>> start Supplied material
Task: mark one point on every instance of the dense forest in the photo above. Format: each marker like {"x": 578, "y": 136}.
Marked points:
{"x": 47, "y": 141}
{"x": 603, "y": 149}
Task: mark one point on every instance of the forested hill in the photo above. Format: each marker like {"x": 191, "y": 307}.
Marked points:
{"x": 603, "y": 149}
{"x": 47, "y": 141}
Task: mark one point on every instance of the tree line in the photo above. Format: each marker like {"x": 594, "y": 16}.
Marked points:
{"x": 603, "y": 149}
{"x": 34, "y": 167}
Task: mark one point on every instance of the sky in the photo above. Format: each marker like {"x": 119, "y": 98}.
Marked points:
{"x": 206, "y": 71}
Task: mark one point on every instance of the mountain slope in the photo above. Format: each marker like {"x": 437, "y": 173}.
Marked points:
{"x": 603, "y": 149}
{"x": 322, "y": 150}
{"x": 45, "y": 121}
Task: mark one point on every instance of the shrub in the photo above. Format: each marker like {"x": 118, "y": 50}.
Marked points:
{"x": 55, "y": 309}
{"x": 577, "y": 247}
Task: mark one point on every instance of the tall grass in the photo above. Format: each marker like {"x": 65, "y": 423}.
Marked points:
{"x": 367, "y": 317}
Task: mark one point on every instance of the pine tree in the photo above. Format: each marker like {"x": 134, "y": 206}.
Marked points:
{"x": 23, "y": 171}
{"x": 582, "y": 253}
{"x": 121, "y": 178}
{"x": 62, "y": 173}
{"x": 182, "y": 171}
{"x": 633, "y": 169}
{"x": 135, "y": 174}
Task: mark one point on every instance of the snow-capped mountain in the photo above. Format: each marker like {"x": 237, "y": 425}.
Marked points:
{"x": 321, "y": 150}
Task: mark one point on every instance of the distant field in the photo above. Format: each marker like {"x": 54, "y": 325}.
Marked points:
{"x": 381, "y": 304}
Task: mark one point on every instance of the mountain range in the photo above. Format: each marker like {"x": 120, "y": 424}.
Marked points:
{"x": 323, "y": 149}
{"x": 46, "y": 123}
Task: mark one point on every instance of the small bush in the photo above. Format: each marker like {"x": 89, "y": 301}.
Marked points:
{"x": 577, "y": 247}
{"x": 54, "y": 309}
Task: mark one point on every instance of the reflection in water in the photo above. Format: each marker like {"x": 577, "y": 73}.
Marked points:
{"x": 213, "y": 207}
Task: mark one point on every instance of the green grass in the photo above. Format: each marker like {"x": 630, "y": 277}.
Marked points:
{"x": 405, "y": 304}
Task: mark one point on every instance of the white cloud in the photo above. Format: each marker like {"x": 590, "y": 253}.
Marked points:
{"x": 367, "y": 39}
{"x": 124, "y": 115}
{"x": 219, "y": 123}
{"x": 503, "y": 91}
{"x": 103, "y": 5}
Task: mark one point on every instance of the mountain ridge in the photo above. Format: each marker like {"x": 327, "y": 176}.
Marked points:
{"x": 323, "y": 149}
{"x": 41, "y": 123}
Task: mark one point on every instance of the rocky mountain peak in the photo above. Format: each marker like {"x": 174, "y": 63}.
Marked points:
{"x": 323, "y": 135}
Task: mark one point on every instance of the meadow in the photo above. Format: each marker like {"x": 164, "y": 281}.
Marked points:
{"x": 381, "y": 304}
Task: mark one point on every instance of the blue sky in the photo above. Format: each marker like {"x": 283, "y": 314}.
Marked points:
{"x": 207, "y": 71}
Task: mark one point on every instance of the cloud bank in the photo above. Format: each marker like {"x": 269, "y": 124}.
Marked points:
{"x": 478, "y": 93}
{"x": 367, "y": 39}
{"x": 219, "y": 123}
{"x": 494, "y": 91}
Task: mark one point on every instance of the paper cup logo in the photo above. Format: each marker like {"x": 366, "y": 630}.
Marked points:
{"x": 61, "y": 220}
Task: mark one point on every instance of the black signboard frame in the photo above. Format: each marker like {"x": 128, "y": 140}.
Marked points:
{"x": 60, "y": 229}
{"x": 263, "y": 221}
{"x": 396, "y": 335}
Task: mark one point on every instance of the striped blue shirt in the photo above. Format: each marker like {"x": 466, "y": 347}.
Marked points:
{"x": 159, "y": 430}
>> end Supplied material
• **Work to complete**: Begin at the line that contains "Task: mark one point on every instance of the blue" and copy every line through the end, requests included. Raise each marked x and y coordinate by 31, leaving the format samples in the requests as they are.

• **Result of this task**:
Task: mark one point on every instance of the blue sky in the photo above. Format: each marker like {"x": 283, "y": 314}.
Marked points:
{"x": 238, "y": 102}
Task: mark one point on every instance of the cloud bank in the photo above. Format: each marker like {"x": 269, "y": 124}.
Marked points:
{"x": 509, "y": 124}
{"x": 398, "y": 70}
{"x": 250, "y": 154}
{"x": 525, "y": 122}
Task: mark one point on every instance of the paper cup logo in the photo above. Format: each marker like {"x": 366, "y": 630}.
Marked points:
{"x": 92, "y": 251}
Task: mark one point on every instance of the black signboard frame in the photo above. Format: each marker like {"x": 128, "y": 140}.
Marked points:
{"x": 91, "y": 260}
{"x": 294, "y": 252}
{"x": 427, "y": 366}
Task: mark one point on every instance of the striped blue shirt in the photo above. Format: each marker like {"x": 466, "y": 347}.
Marked points:
{"x": 190, "y": 461}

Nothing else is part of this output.